SELECTED EXTRACT →
Cancer cells have a built-in drive to explore and will determinedly travel for hours on end without any external guidance, a new device that shows their movement has revealed. This kind of knowledge could help develop new strategies against the disease.
Secondary tumours, or metastases, form when cancer cells migrate through the body and found new tumours. They are responsible for 90 per cent of cancer-associated deaths.
Yet most treatments try to destroy only existing tumours or limit their growth, says Daniel Irimia at Massachusetts General Hospital in Boston and Harvard Medical School. With his colleague Mehmet Toner he built a device to reveal the travelling tendencies of cancer cells, believing that this could open new fronts in the war on the disease.
Microscopic maze
Irimia and Toner made a large number of plastic "chips" shot through with a series of microscopic channels 6 to 100 micrometres wide and lined with proteins like those found in connective tissue, such as collagen. The progress of cells down the channels can be tracked under a microscope.
The researchers seeded the devices with human cancer cells, including cells of lung, prostate and breast cancer. "We thought that by confining cancer cells in small channels in the presence of [chemical] gradients we could better replicate the mechanical and chemical interactions that these cells have inside tissues," Irimia says.
The first results were unexpected. Cells of all kinds, whether healthy or diseased, typically navigate by using chemical gradients – differences in chemical concentrations – as navigation beacons. But even in control devices without such gradients most cancer cells tested began to head in one direction along the channels without stopping, some for more than 12 hours.

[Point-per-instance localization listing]
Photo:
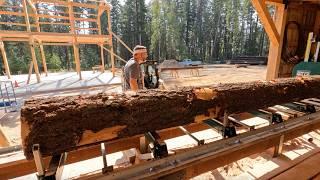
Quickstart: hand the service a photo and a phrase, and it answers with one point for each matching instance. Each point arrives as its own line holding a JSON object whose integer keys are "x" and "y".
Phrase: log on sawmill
{"x": 62, "y": 124}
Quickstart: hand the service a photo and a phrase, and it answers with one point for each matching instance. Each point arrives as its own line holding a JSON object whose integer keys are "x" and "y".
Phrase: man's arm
{"x": 133, "y": 84}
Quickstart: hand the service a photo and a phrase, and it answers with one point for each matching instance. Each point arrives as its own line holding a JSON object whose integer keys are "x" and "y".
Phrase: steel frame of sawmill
{"x": 192, "y": 162}
{"x": 185, "y": 163}
{"x": 77, "y": 35}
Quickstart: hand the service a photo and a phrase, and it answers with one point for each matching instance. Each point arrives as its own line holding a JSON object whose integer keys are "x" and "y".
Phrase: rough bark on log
{"x": 61, "y": 124}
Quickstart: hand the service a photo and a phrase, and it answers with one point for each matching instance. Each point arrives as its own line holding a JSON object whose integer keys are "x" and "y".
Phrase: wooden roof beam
{"x": 267, "y": 21}
{"x": 32, "y": 5}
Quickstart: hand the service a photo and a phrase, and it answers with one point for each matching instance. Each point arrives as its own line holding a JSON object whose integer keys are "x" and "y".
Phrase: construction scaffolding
{"x": 35, "y": 17}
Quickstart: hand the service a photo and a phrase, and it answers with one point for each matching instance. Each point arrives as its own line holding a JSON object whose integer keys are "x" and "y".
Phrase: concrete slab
{"x": 62, "y": 81}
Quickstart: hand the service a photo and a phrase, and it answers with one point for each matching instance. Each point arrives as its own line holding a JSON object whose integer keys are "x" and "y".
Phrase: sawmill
{"x": 223, "y": 122}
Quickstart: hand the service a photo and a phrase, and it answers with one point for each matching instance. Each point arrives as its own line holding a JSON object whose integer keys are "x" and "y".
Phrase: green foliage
{"x": 207, "y": 30}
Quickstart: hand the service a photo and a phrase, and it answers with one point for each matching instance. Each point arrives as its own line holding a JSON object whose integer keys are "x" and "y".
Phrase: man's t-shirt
{"x": 132, "y": 70}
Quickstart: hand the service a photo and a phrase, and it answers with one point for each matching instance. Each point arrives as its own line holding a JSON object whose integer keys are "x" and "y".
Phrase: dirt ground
{"x": 213, "y": 74}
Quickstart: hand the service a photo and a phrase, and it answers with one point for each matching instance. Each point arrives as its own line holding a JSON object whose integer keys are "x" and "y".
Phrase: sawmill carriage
{"x": 63, "y": 130}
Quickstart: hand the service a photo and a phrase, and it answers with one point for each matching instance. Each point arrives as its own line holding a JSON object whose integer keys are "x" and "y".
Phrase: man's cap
{"x": 139, "y": 49}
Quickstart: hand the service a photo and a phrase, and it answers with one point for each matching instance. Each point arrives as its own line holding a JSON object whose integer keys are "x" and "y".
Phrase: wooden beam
{"x": 267, "y": 21}
{"x": 275, "y": 51}
{"x": 5, "y": 60}
{"x": 26, "y": 17}
{"x": 55, "y": 23}
{"x": 111, "y": 47}
{"x": 124, "y": 44}
{"x": 121, "y": 59}
{"x": 15, "y": 24}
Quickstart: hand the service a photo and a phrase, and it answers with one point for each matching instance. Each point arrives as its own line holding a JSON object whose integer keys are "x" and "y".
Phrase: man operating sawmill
{"x": 133, "y": 79}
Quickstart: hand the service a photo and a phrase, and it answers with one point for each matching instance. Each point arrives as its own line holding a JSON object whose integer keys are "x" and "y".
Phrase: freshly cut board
{"x": 61, "y": 124}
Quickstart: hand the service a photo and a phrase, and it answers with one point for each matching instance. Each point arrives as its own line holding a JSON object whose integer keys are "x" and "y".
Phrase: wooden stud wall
{"x": 73, "y": 38}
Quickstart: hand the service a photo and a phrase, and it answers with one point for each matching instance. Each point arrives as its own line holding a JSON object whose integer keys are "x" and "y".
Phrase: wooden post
{"x": 5, "y": 60}
{"x": 26, "y": 15}
{"x": 74, "y": 43}
{"x": 77, "y": 59}
{"x": 43, "y": 57}
{"x": 101, "y": 45}
{"x": 276, "y": 49}
{"x": 30, "y": 72}
{"x": 308, "y": 48}
{"x": 111, "y": 44}
{"x": 31, "y": 42}
{"x": 34, "y": 60}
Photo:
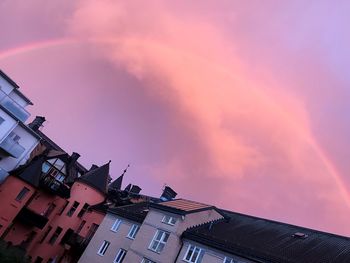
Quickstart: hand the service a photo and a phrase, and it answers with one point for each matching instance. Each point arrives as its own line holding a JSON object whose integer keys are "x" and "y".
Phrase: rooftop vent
{"x": 300, "y": 235}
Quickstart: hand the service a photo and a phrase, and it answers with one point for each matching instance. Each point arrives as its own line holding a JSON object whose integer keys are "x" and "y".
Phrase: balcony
{"x": 53, "y": 186}
{"x": 29, "y": 217}
{"x": 3, "y": 175}
{"x": 12, "y": 147}
{"x": 13, "y": 107}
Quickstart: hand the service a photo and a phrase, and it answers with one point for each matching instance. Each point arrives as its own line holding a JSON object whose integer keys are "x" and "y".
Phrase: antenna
{"x": 125, "y": 170}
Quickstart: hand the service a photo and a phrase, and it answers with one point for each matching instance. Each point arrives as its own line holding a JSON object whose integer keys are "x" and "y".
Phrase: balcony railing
{"x": 12, "y": 147}
{"x": 51, "y": 185}
{"x": 12, "y": 106}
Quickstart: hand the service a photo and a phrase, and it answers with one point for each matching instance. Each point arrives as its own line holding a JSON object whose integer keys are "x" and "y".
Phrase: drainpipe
{"x": 178, "y": 253}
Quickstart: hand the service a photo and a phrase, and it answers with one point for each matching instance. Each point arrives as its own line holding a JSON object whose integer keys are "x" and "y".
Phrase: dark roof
{"x": 14, "y": 84}
{"x": 182, "y": 206}
{"x": 31, "y": 172}
{"x": 117, "y": 183}
{"x": 45, "y": 140}
{"x": 263, "y": 240}
{"x": 135, "y": 212}
{"x": 97, "y": 178}
{"x": 21, "y": 123}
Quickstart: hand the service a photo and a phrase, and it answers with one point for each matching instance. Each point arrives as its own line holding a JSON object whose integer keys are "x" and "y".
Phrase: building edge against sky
{"x": 56, "y": 210}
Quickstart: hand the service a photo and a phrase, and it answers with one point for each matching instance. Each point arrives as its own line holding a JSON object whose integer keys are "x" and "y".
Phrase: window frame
{"x": 116, "y": 225}
{"x": 119, "y": 258}
{"x": 198, "y": 256}
{"x": 103, "y": 248}
{"x": 160, "y": 241}
{"x": 168, "y": 220}
{"x": 72, "y": 209}
{"x": 134, "y": 229}
{"x": 22, "y": 194}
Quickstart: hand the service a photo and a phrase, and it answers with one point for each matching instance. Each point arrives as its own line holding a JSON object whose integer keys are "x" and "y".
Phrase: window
{"x": 55, "y": 168}
{"x": 116, "y": 225}
{"x": 193, "y": 254}
{"x": 14, "y": 137}
{"x": 55, "y": 235}
{"x": 49, "y": 210}
{"x": 22, "y": 194}
{"x": 169, "y": 220}
{"x": 120, "y": 256}
{"x": 146, "y": 260}
{"x": 82, "y": 224}
{"x": 103, "y": 248}
{"x": 159, "y": 241}
{"x": 133, "y": 231}
{"x": 45, "y": 234}
{"x": 73, "y": 208}
{"x": 63, "y": 208}
{"x": 83, "y": 210}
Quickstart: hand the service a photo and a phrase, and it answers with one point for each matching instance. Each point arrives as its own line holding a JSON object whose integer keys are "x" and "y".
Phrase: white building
{"x": 17, "y": 140}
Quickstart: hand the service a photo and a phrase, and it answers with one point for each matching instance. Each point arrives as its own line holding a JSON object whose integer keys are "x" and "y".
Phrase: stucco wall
{"x": 117, "y": 239}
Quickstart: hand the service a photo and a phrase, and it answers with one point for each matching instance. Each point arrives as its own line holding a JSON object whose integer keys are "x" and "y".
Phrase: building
{"x": 17, "y": 140}
{"x": 146, "y": 232}
{"x": 186, "y": 231}
{"x": 45, "y": 215}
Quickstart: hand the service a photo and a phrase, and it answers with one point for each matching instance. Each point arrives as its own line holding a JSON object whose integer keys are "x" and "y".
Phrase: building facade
{"x": 17, "y": 140}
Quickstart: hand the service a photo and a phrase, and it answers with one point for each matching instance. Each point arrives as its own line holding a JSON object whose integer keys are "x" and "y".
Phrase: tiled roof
{"x": 182, "y": 206}
{"x": 135, "y": 212}
{"x": 263, "y": 240}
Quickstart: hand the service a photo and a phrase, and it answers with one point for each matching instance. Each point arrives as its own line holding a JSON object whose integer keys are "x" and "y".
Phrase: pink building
{"x": 48, "y": 209}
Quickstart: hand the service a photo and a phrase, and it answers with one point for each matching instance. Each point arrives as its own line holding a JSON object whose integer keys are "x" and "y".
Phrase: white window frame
{"x": 146, "y": 260}
{"x": 133, "y": 231}
{"x": 116, "y": 225}
{"x": 120, "y": 256}
{"x": 103, "y": 248}
{"x": 193, "y": 259}
{"x": 169, "y": 220}
{"x": 160, "y": 241}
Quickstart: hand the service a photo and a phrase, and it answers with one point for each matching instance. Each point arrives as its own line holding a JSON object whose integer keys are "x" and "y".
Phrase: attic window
{"x": 300, "y": 235}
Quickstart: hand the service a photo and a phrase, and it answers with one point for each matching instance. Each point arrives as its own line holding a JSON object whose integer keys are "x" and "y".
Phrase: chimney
{"x": 93, "y": 167}
{"x": 168, "y": 194}
{"x": 135, "y": 189}
{"x": 74, "y": 158}
{"x": 37, "y": 123}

TASK DETAILS →
Quote the stretch of the article on cancer cell migration from "Cancer cells have" through "of cancer-associated deaths.". Rely solely on the article for what comes next.

RESPONSE TO THIS TASK →
Cancer cells have a built-in drive to explore and will determinedly travel for hours on end without any external guidance, a new device that shows their movement has revealed. This kind of knowledge could help develop new strategies against the disease.
Secondary tumours, or metastases, form when cancer cells migrate through the body and found new tumours. They are responsible for 90 per cent of cancer-associated deaths.